TASK BRIEF: Pick up the SaProt model page where it stops, after the line `inputs = tokenizer(seq, return_tensors="pt")`, and continue it.

[TEXT SEGMENT]

🚀 SaProt
SaProt is a model that can be used for protein-related tasks. It provides multiple usage methods and can achieve good performance in most tasks with structural input.
🚀 Quick Start
We provide two ways to use SaProt, including through the Hugging Face class and through the same way as in esm github. Users can choose either one to use.
⚠️ Important Note
SaProt requires structural (SA token) input for optimal performance. AA-sequence-only mode works but must be finetuned - frozen embeddings work only for SA, not AA sequences! With structural input, SaProt surpasses ESM2 in most tasks.
✨ Features
💻 Usage Examples
Basic Usage
We will introduce how to use SaProt through Hugging Face and the ESM model respectively, and also show how to predict mutational effects and get protein embeddings.
Advanced Usage
The following shows the specific code examples.
Huggingface model
The following code shows how to load the model.
from transformers import EsmTokenizer, EsmForMaskedLM
model_path = "/your/path/to/SaProt_650M_AF2"
tokenizer = EsmTokenizer.from_pretrained(model_path)
model = EsmForMaskedLM.from_pretrained(model_path)
device = "cuda"
model.to(device)
seq = "M#EvVpQpL#VyQdYaKv"
tokens = tokenizer.tokenize(seq)
print(tokens)
inputs = tokenizer(seq, return_tensors="pt")

[/TEXT SEGMENT]
[DATA PROVIDED]

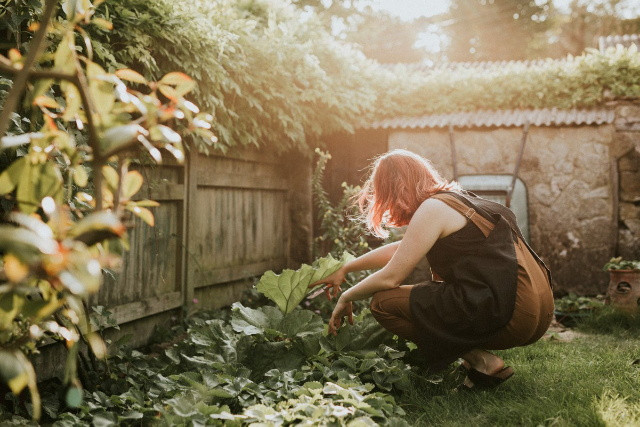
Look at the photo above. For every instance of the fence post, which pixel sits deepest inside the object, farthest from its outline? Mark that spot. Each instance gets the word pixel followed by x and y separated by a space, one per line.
pixel 190 185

[/DATA PROVIDED]

TASK RESULT:
inputs = {k: v.to(device) for k, v in inputs.items()}
outputs = model(**inputs)
print(outputs.logits.shape)
"""
['M#', 'Ev', 'Vp', 'Qp', 'L#', 'Vy', 'Qd', 'Ya', 'Kv']
torch.Size([1, 11, 446])
"""
esm model
The esm version is also stored in the same folder, named SaProt_650M_AF2.pt
. We provide a function to load the model.
from utils.esm_loader import load_esm_saprot
model_path = "/your/path/to/SaProt_650M_AF2.pt"
model, alphabet = load_esm_saprot(model_path)
Predict mutational effect
We provide a function to predict the mutational effect of a protein sequence. The example below shows how to predict
the mutational effect at a specific position. If using the AF2 structure, we strongly recommend that you add pLDDT mask (see below).
from model.saprot.saprot_foldseek_mutation_model import SaprotFoldseekMutationModel
config = {
"foldseek_path": None,
"config_path": "/your/path/to/SaProt_650M_AF2",
"load_pretrained": True,
}
model = SaprotFoldseekMutationModel(**config)
tokenizer = model.tokenizer
device = "cuda"
model.eval()
model.to(device)
seq = "M#EvVpQpL#VyQdYaKv"
mut_info = "V3A"
mut_value = model.predict_mut(seq, mut_info)
print(mut_value)
mut_info = "V3A:Q4M"
mut_value = model.predict_mut(seq, mut_info)
print(mut_value)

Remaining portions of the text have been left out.